- **ПОСТАНОВКА ЗАДАЧИ A**:
Ответьте на вопросы по извлечённому тексту, помечая ответы так же:
(i) Где, по словам автора, он впервые увидел, как Солдат становится Рабочим?
(ii) На чём основывается уважение к преподавателю в конфуцианской педагогике?
(iii) Какой император упомянут в связи с реформами?

* * *
Распад большой семьи с ее патерналистским порядком, переселение сыновей и дочерей, служанок и батраков в города и промышленные районы, устранение чересполосицы, моторы, трактора, электрификация, канализация, прокладка трасс, переход к новым видам обработки земли, удобрения, консервирование и питание — одно влечет за собой другое и в свою очередь отражается на образовании и воспитании. Лошадь должна отступить, а с ней — всадник, рыцарь ушел задолго до него. Солдат становится Рабочим, как я впервые увидел на Сомме и во Фландрии и потом безрадостно осмыслил. Дорога ведет от сословной армии через народную армию к анонимным комбинатам тотальной мобилизации [152].
В школах личность, как преподавателя, так и ученика, тоже должна отойти на задний план; речь идет уже не о встрече и формировании характеров, а о точной передаче материала знаний. Это во все возрастающем объеме может обеспечиваться механически.
В рамках конфуцианской педагогики преподаватель является образцом, который представляется сначала в бытии, а потом и в знании, и с которого нужно брать пример. Он — не только знающий, но и мудрец; на этом основывается уважение к нему.
Если знание станет преобладать над мудростью, результат может оказаться двусмысленным, более того, даже опасным, ведь запросы уже не основываются на уважении. Этос и эрос обучения исчезают; оно превращается в функцию среди прочих. Китайская мудрость давно это предвидела.
* * *
Народы Дальнего Востока сто лет назад начали интенсивно участвовать в судьбе Запада. В каком объеме они стали бы претендовать на это, невозможно было предвидеть в тот момент, когда император Мейдзи решился на свои реформы.
Процесс продолжится с нарастающей интенсивностью. Европеец, посещающий сегодня Китай, Японию или даже маленькие восточные государства, попадает на очную ставку с собственной судьбой. Многое, что образовалось и развилось у него в потоке истории, там вдалеке повторяется как новый речной порог. Блеск же картин, которые с детства представлялись иностранцу словно бы нарисованными на шелке миниатюрами, напротив, тускнеет. Он видит их либо поблекшими, либо искусственно выставленными ему для обозрения.
Это что касается блеска и нищеты современного путешественника. Он пролетает мир как сиамский близнец: как homo faber [153]и как homo ludens [154], как намеренно безысторичный и как мусический, жаждущий образов человек, то гордясь своим титанизмом, то печалясь о разрушении, которое за ним следует. Чем сильнее, чем мощнее вырастают у него крылья, тем реже он находит то, что угодно для его души.
Чем больше он — современник, тем меньше он чувствует утрату; электростанция в Гуанце, буровые вышки в Сахаре, метеостанция на Южном полюсе, скоростная езда на линии Токкайдо подтверждают ему собственное жизнеощущение. Оно раздваивается, куда б он ни повернул, — сначала ему с гордостью предъявят, на что способны их техника и наука, и только потом — оставшееся от предков: могилы, храмовые города, леса и сады, маски и народные танцы.

- **ИСХОДНЫЕ ДАННЫЕ**:
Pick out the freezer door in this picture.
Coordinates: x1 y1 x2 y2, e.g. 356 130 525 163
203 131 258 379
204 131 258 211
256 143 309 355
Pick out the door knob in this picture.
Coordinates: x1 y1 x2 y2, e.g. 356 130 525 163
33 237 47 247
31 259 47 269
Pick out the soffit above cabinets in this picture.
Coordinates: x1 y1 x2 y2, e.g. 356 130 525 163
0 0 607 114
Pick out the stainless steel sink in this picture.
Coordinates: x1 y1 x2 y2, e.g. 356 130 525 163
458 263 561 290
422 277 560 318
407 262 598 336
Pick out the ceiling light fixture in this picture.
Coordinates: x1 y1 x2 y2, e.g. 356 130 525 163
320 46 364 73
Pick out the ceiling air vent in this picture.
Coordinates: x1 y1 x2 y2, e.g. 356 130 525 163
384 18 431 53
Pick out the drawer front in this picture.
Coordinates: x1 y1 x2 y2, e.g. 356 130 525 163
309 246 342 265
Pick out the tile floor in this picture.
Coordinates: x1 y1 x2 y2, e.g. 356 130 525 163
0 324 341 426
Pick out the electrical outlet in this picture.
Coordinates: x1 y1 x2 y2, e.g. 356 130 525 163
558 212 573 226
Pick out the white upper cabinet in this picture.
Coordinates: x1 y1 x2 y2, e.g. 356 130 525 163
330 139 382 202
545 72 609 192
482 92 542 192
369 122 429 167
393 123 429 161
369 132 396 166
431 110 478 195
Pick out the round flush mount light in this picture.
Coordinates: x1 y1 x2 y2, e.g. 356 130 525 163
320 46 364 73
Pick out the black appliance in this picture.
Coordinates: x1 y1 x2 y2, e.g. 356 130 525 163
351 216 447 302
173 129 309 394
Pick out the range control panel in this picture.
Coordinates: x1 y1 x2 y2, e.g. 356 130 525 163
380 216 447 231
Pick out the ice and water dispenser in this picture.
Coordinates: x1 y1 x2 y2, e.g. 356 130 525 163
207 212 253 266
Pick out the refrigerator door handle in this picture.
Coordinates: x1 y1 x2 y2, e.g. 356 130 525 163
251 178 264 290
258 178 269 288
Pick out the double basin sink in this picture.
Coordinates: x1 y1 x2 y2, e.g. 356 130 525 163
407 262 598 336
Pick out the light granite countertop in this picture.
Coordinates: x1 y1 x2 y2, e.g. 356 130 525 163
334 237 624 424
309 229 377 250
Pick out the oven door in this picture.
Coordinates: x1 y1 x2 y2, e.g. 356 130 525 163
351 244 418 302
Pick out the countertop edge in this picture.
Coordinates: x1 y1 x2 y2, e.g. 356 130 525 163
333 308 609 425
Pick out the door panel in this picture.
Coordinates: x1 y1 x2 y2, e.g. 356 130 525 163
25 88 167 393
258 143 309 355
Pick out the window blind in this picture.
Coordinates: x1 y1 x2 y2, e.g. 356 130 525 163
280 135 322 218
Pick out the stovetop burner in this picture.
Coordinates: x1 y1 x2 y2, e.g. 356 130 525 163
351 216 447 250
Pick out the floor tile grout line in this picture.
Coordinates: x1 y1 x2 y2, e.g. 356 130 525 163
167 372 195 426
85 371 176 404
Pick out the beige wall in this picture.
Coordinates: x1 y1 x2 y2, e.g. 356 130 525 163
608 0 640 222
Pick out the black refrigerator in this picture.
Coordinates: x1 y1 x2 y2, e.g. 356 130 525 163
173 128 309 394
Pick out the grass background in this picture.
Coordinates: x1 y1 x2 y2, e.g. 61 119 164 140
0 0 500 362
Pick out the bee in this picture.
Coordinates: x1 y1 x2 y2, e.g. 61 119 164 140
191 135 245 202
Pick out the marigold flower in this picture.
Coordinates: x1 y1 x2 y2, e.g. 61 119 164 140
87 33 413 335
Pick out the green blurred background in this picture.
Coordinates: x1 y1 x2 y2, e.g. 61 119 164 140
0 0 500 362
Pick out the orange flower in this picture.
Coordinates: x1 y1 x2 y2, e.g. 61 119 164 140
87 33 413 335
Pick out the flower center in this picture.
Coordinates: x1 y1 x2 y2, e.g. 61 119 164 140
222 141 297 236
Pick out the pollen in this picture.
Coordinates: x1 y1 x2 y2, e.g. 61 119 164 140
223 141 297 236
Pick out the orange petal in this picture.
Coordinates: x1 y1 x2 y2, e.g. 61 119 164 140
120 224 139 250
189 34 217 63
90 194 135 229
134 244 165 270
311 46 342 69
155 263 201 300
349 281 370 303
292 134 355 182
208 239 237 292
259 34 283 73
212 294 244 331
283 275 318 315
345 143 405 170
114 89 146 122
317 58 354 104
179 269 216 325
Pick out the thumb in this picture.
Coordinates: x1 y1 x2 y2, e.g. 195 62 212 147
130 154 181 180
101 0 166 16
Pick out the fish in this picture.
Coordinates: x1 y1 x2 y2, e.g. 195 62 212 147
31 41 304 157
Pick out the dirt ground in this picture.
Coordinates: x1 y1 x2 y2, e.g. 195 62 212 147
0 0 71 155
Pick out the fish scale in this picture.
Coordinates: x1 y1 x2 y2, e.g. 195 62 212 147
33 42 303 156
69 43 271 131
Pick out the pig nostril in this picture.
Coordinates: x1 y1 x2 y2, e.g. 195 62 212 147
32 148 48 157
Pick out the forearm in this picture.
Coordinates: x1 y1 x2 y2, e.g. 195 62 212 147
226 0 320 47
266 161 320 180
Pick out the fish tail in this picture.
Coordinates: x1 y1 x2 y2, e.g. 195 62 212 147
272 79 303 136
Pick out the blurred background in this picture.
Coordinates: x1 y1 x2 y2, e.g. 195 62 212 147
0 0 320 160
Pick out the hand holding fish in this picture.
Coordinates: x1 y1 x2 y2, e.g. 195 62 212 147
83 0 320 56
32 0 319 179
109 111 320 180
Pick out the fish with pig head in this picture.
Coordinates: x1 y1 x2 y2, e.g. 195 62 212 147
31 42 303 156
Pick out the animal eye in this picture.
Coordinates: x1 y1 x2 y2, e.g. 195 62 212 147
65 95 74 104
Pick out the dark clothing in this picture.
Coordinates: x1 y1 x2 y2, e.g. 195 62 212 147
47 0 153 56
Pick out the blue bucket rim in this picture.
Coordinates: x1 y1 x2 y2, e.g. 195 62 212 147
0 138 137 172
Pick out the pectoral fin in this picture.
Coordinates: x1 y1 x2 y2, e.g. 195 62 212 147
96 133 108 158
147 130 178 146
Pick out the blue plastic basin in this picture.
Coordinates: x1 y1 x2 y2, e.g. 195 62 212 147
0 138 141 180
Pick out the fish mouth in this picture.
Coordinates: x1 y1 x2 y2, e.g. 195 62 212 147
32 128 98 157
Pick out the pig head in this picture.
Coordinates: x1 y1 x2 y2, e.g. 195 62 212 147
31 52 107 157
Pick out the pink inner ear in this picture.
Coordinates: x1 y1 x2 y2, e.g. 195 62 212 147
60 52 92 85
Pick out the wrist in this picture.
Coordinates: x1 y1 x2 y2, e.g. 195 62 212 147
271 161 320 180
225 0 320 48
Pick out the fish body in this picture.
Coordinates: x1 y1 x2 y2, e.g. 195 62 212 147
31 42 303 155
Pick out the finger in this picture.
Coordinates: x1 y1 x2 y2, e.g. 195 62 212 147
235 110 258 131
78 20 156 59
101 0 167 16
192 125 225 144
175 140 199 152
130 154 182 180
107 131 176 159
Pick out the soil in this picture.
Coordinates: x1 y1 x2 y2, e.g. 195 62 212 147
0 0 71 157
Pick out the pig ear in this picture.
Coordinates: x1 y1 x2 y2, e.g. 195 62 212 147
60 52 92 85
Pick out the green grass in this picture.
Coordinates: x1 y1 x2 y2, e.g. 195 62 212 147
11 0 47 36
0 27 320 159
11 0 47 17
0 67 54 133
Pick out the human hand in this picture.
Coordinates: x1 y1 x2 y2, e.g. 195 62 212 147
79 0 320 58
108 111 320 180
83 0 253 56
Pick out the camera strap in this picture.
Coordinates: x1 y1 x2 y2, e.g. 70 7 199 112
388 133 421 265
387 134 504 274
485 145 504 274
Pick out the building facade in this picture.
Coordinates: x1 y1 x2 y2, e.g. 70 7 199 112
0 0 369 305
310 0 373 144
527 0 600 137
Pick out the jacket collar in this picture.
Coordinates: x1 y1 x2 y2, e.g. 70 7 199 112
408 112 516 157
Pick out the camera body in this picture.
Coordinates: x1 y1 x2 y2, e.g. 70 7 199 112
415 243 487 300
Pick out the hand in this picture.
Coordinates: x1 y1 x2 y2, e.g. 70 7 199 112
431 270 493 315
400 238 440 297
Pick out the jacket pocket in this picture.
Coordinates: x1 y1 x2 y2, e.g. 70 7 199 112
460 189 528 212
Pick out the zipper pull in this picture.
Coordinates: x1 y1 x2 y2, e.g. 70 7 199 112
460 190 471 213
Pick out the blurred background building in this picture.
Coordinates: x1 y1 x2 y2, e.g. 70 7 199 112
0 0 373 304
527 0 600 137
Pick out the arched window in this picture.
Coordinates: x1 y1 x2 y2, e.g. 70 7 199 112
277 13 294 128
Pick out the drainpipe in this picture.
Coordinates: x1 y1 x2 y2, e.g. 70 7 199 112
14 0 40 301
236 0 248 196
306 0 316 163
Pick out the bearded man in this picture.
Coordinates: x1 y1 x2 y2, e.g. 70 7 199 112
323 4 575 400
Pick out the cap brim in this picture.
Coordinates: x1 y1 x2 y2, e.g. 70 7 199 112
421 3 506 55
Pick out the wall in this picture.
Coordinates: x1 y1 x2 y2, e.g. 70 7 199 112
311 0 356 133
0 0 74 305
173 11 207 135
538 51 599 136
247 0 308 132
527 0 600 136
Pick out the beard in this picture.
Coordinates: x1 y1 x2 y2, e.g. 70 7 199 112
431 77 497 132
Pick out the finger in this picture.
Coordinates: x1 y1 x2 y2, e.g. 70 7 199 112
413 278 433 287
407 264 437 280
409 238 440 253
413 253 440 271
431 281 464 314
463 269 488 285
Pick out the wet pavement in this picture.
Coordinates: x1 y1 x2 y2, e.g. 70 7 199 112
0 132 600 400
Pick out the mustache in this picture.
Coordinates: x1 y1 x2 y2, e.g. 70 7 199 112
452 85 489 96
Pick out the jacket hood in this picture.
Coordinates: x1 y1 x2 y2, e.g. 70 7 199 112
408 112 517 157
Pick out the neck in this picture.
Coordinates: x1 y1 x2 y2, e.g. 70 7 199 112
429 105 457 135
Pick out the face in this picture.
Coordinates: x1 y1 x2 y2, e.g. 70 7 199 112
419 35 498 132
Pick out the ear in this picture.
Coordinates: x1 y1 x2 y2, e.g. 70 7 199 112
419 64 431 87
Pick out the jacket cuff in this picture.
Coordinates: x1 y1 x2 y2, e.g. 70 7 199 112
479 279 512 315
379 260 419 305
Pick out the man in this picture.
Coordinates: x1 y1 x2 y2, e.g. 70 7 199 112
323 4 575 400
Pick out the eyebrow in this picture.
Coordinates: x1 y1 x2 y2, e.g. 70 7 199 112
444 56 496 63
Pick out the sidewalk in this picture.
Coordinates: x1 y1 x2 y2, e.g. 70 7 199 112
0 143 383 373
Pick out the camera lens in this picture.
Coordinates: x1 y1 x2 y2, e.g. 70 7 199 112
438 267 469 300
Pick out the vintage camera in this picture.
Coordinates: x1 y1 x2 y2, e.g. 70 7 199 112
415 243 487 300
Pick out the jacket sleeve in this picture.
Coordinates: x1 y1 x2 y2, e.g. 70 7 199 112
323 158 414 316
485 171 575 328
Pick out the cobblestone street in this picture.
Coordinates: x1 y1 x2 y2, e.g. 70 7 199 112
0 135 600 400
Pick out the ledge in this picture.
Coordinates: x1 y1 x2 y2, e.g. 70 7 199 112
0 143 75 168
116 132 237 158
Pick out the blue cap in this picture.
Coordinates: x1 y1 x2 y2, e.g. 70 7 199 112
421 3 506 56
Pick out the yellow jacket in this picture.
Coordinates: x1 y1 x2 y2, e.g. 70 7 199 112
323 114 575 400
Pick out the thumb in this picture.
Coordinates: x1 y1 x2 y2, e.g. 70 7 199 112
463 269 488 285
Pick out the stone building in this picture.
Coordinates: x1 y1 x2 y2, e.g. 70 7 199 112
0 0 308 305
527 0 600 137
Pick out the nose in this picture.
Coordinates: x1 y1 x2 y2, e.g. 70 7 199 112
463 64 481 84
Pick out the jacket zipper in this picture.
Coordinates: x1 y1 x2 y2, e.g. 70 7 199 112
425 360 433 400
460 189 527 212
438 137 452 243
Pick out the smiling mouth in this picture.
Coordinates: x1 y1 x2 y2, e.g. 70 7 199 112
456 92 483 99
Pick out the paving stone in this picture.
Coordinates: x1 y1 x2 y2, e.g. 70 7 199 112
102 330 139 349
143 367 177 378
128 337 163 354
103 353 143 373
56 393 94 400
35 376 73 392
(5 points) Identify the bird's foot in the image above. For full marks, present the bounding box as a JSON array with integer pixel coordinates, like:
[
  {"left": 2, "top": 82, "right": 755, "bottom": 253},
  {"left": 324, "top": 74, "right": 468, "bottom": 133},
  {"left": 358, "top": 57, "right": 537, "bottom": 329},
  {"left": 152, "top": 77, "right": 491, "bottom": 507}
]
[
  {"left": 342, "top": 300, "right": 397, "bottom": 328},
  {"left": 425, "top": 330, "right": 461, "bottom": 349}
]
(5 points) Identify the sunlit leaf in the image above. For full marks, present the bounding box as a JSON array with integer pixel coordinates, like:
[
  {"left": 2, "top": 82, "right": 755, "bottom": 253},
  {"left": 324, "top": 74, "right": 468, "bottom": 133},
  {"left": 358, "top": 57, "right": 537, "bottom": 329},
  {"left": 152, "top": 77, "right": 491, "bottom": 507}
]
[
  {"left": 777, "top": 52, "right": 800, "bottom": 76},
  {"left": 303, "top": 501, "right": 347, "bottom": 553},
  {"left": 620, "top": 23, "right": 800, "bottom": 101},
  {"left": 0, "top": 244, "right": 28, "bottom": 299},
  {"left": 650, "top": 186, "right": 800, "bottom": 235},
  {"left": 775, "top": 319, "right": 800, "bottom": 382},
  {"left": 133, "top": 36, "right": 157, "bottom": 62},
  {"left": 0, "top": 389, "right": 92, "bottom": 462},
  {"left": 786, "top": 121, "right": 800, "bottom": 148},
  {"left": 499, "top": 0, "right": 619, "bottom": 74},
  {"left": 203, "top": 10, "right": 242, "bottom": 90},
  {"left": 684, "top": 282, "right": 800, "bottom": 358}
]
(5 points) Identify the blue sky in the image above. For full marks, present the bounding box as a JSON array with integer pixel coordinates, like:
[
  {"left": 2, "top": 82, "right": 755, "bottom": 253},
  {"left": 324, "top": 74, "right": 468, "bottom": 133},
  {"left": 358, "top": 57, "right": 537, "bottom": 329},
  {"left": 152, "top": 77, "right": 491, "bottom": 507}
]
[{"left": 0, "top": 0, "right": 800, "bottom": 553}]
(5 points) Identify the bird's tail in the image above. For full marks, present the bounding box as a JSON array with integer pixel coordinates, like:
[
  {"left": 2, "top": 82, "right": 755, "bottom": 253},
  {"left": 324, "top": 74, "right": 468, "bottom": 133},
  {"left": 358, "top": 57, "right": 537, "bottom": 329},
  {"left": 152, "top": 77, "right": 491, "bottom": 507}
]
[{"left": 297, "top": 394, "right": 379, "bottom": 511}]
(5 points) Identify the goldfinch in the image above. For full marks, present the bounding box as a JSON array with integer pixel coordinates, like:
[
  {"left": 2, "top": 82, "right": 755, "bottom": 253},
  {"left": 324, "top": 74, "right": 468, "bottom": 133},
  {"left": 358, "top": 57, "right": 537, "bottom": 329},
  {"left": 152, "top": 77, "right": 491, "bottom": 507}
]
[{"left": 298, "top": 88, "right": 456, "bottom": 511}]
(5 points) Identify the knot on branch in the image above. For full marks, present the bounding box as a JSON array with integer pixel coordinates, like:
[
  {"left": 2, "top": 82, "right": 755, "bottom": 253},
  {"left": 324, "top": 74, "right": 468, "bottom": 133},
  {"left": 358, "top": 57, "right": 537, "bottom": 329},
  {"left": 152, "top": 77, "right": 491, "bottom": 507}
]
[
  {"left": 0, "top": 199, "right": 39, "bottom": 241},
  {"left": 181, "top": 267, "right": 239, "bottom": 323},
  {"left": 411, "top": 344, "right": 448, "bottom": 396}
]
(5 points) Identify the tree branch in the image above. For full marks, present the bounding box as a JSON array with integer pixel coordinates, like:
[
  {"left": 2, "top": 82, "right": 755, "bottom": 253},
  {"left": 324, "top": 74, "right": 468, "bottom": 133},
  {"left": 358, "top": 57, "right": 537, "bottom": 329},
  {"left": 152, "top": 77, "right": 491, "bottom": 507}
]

- **ПОСТАНОВКА ЗАДАЧИ B**: Перепишите строки исходных данных, всё от строки с «Pick out the stainless» вниз до строки с «351 244 418 302» включительно, заменив «Pick out» на «Locate» и оставив остальное без изменений.

- **ПОЛНЫЙ ОТВЕТ A**:
(i) На Сомме и во Фландрии.
(ii) На том, что преподаватель не только знающий, но и мудрец.
(iii) Император Мейдзи.

- **ПОЛНЫЙ ОТВЕТ B**:
Locate the stainless steel sink in this picture.
Coordinates: x1 y1 x2 y2, e.g. 356 130 525 163
458 263 561 290
422 277 560 318
407 262 598 336
Locate the ceiling light fixture in this picture.
Coordinates: x1 y1 x2 y2, e.g. 356 130 525 163
320 46 364 73
Locate the ceiling air vent in this picture.
Coordinates: x1 y1 x2 y2, e.g. 356 130 525 163
384 18 431 53
Locate the drawer front in this picture.
Coordinates: x1 y1 x2 y2, e.g. 356 130 525 163
309 246 342 265
Locate the tile floor in this picture.
Coordinates: x1 y1 x2 y2, e.g. 356 130 525 163
0 324 341 426
Locate the electrical outlet in this picture.
Coordinates: x1 y1 x2 y2, e.g. 356 130 525 163
558 212 573 226
Locate the white upper cabinet in this picture.
Coordinates: x1 y1 x2 y2, e.g. 356 130 525 163
330 139 382 202
545 72 609 192
482 92 542 192
369 122 429 167
393 123 429 161
369 132 396 166
431 110 478 195
Locate the round flush mount light in this picture.
Coordinates: x1 y1 x2 y2, e.g. 356 130 525 163
320 46 364 73
Locate the black appliance in this picture.
Coordinates: x1 y1 x2 y2, e.g. 356 130 525 163
351 216 447 302
173 129 309 394
Locate the range control panel in this picture.
Coordinates: x1 y1 x2 y2, e.g. 356 130 525 163
380 216 447 231
Locate the ice and water dispenser in this picture.
Coordinates: x1 y1 x2 y2, e.g. 356 130 525 163
207 212 253 266
Locate the refrigerator door handle in this picture.
Coordinates: x1 y1 x2 y2, e.g. 356 130 525 163
251 178 264 290
258 178 269 288
Locate the double basin sink in this picture.
Coordinates: x1 y1 x2 y2, e.g. 356 130 525 163
407 262 598 336
Locate the light granite countertop in this picture.
Coordinates: x1 y1 x2 y2, e.g. 356 130 525 163
334 237 624 424
309 229 377 250
Locate the oven door in this picture.
Coordinates: x1 y1 x2 y2, e.g. 356 130 525 163
351 244 418 302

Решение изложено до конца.